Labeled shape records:
____________________

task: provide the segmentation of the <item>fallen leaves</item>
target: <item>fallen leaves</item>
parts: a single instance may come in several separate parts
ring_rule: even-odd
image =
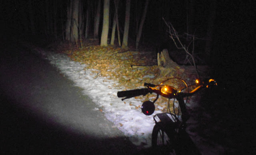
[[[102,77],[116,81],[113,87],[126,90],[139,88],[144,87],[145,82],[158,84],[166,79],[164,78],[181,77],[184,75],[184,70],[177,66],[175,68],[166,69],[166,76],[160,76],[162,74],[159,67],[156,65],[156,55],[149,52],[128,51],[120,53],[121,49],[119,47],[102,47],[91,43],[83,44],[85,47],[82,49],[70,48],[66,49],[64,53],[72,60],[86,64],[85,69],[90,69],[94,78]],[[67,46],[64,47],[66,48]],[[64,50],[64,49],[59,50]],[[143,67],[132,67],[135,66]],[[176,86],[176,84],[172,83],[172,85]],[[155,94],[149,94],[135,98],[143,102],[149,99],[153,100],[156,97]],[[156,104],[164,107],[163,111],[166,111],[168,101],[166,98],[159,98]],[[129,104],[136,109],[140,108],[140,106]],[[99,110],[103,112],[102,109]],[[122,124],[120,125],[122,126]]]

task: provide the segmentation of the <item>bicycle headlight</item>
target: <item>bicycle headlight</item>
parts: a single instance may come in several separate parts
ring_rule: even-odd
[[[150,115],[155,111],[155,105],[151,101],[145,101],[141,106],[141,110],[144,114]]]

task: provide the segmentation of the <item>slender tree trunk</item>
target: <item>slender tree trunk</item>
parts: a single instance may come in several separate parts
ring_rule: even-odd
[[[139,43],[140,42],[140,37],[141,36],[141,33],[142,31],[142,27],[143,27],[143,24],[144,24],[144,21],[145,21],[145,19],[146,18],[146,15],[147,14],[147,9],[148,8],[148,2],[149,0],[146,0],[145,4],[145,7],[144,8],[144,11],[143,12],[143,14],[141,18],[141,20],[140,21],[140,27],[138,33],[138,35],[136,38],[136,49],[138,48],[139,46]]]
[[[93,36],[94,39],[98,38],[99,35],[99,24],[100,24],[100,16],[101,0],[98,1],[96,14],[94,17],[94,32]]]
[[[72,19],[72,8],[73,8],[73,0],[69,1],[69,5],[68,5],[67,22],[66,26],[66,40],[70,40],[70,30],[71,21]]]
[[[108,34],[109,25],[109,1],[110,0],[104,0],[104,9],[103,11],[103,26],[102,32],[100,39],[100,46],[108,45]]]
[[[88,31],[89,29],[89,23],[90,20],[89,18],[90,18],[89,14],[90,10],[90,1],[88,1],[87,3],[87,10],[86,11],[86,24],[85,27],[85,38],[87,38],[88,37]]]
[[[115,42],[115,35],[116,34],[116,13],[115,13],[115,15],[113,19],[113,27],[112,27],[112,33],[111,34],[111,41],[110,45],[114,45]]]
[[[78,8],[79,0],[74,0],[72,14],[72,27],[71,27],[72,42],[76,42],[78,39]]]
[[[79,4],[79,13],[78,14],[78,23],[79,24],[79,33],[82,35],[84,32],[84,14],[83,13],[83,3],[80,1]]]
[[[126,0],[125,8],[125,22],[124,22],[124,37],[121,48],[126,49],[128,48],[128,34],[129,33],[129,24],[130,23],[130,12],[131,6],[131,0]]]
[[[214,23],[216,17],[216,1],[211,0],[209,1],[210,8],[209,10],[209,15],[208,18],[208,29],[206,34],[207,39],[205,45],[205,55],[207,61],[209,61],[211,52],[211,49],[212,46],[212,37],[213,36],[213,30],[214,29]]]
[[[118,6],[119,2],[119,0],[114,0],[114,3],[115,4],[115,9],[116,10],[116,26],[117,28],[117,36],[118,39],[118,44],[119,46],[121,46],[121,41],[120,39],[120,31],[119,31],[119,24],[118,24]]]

____________________

INSTRUCTION> Extract every line of the records above that contains the string "leaves", treating uppercase and lowercase as different.

RESPONSE TO THE EXERCISE>
task: provide the segmentation of the <item>fallen leaves</item>
target: <item>fallen leaves</item>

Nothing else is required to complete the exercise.